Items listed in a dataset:
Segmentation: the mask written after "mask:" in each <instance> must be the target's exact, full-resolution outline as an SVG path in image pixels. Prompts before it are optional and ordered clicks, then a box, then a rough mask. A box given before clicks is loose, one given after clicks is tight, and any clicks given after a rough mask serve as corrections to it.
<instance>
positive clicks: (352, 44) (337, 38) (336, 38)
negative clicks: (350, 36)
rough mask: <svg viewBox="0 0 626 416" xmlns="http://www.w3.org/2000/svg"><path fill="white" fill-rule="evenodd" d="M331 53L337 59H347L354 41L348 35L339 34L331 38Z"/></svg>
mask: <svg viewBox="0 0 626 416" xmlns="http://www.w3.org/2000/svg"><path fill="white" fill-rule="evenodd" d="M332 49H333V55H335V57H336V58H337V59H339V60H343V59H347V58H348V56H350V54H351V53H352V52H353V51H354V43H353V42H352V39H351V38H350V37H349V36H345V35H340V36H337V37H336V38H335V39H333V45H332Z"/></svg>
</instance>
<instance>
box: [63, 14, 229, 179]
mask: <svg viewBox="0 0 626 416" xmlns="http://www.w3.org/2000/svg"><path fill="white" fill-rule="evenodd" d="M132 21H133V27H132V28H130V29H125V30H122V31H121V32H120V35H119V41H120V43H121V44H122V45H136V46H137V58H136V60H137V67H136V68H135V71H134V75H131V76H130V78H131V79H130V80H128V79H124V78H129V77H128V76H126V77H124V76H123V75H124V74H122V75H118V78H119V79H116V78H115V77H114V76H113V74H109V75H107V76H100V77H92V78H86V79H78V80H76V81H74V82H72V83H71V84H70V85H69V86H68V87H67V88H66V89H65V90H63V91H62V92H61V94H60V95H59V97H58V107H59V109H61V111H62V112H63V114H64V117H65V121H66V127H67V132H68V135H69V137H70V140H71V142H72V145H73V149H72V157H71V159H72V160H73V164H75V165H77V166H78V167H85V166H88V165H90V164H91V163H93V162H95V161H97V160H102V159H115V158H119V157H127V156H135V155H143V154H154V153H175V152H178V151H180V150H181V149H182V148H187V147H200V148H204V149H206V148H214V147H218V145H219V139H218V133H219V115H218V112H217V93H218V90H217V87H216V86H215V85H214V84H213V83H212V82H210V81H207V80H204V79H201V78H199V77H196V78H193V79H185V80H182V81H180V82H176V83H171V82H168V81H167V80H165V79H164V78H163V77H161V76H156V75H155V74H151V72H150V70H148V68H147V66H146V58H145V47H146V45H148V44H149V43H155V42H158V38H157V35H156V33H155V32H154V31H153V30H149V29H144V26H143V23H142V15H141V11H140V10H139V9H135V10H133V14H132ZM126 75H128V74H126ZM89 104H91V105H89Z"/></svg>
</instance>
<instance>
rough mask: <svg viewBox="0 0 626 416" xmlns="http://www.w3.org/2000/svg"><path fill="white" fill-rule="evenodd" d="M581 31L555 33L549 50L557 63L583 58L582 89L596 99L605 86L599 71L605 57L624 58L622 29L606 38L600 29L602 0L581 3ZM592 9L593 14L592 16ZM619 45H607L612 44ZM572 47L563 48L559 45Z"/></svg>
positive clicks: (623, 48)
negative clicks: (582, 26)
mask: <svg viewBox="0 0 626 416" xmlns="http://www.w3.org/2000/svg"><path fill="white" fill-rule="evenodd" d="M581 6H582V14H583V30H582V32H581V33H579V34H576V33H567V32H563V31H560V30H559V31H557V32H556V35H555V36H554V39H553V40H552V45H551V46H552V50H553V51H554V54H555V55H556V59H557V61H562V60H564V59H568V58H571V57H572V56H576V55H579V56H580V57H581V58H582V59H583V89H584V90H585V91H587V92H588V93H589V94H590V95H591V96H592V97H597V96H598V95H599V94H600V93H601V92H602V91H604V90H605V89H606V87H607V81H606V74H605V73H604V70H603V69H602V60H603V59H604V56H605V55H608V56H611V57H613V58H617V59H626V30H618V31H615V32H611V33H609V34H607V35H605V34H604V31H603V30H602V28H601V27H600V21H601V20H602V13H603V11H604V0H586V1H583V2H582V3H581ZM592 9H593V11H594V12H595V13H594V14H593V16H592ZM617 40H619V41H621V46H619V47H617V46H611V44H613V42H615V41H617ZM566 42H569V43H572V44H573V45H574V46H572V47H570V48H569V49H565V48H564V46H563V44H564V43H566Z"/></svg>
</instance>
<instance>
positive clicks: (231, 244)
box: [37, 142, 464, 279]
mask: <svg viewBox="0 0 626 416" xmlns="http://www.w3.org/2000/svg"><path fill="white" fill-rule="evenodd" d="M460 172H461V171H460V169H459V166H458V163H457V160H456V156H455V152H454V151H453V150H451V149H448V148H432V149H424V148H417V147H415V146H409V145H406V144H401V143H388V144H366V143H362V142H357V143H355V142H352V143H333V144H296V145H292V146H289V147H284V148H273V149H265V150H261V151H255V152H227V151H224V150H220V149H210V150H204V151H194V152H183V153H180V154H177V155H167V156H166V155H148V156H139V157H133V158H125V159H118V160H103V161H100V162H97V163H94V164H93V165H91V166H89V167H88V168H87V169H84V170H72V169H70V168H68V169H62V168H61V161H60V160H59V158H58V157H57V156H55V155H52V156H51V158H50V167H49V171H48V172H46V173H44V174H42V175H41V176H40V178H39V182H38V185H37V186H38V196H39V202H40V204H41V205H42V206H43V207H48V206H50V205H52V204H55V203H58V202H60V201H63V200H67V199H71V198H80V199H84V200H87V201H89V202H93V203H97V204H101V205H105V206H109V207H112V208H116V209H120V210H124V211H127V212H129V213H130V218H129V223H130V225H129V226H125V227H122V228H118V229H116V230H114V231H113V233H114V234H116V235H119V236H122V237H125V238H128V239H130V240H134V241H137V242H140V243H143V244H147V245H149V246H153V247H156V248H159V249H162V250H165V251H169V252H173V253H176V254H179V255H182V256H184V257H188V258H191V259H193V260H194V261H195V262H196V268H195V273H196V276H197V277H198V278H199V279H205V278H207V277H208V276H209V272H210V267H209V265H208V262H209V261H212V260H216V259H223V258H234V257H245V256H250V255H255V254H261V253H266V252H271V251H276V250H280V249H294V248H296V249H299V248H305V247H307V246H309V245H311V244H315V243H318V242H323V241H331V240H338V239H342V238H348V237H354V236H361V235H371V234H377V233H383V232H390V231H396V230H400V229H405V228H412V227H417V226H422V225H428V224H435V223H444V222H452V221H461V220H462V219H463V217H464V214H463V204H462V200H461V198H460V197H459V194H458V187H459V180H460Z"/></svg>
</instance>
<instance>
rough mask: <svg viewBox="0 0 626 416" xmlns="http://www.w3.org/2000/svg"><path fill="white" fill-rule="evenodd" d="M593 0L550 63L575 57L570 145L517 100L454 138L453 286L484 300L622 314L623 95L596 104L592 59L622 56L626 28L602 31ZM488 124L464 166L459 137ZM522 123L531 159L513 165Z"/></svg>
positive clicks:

==

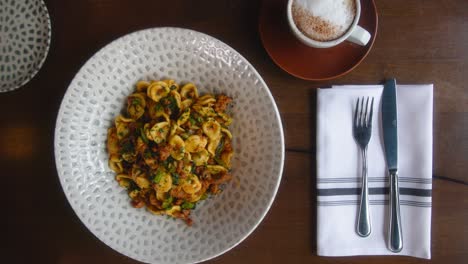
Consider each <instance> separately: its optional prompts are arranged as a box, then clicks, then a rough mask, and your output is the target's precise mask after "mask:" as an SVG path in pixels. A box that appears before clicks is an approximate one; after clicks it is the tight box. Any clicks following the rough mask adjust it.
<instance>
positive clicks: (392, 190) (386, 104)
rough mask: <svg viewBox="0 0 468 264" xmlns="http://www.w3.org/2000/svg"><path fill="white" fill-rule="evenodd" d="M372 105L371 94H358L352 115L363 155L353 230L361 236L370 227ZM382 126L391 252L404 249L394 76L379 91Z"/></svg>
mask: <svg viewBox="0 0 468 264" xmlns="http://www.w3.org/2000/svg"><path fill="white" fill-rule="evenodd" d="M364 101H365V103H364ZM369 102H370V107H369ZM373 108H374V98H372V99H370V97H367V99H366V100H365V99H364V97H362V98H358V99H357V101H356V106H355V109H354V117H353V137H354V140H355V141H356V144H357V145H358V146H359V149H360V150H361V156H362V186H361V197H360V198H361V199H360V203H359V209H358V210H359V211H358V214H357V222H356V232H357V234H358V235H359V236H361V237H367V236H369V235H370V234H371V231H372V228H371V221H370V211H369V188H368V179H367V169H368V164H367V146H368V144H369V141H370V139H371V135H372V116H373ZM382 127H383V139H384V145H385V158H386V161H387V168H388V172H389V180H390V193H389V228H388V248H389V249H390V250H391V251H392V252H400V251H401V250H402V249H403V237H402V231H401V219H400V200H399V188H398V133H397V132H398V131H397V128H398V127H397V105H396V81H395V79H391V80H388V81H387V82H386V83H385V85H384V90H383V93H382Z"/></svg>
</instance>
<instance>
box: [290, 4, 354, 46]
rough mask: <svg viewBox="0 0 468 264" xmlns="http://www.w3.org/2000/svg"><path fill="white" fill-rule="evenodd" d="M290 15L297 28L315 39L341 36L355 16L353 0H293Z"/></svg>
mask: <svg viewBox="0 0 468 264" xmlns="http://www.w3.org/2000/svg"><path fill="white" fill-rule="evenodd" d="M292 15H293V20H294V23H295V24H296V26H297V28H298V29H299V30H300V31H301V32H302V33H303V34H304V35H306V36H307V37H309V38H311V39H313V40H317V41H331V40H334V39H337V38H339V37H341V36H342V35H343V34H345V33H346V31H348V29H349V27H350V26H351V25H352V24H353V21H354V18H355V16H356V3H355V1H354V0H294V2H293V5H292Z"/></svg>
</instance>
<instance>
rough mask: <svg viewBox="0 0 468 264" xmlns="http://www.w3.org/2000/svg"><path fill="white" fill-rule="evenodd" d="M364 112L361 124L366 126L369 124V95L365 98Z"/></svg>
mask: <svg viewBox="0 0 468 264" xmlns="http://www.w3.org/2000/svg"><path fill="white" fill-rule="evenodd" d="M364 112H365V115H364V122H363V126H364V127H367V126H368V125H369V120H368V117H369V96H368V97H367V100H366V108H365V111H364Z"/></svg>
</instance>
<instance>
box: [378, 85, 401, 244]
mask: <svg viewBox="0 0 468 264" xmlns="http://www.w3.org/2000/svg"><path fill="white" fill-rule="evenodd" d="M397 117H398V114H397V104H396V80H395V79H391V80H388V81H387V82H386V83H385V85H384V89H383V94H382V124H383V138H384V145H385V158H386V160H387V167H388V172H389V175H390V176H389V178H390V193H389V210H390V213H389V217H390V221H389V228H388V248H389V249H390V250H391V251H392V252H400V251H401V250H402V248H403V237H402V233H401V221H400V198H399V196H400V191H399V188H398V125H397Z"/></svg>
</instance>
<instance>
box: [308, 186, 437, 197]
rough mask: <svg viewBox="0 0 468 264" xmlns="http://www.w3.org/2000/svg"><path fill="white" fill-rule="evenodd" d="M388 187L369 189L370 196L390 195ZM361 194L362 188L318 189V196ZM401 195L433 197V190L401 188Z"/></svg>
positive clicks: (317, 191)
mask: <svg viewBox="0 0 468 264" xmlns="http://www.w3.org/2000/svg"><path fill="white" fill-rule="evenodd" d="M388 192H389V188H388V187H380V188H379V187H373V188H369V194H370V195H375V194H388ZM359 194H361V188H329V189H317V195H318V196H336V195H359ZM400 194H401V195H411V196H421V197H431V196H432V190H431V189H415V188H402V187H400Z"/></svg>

Work request
Please give again the lines above between the line holding "105L371 94H358L352 115L363" and the line holding "box: [290, 4, 354, 46]", inclusive, exactly as they are and with nothing added.

Written answer
rough mask: <svg viewBox="0 0 468 264" xmlns="http://www.w3.org/2000/svg"><path fill="white" fill-rule="evenodd" d="M372 105L371 94H358L352 115L363 155L353 230L361 236L370 227ZM382 126L391 252L404 249L394 76L379 91Z"/></svg>
mask: <svg viewBox="0 0 468 264" xmlns="http://www.w3.org/2000/svg"><path fill="white" fill-rule="evenodd" d="M364 101H365V103H364ZM369 102H370V107H369ZM373 108H374V98H372V99H370V97H367V99H366V100H365V99H364V97H362V98H358V99H357V101H356V106H355V109H354V117H353V137H354V140H355V141H356V144H357V145H358V146H359V149H360V150H361V156H362V186H361V197H360V198H361V199H360V203H359V209H358V210H359V211H358V214H357V222H356V232H357V234H358V235H359V236H361V237H367V236H369V235H370V234H371V231H372V228H371V221H370V211H369V188H368V179H367V169H368V164H367V146H368V144H369V141H370V139H371V135H372V116H373ZM382 127H383V139H384V145H385V158H386V161H387V168H388V172H389V180H390V193H389V228H388V248H389V249H390V250H391V251H392V252H400V251H401V250H402V249H403V237H402V231H401V219H400V200H399V188H398V133H397V132H398V131H397V128H398V127H397V105H396V81H395V79H391V80H388V81H387V82H386V83H385V85H384V90H383V93H382Z"/></svg>
</instance>
<instance>
box: [290, 4, 354, 46]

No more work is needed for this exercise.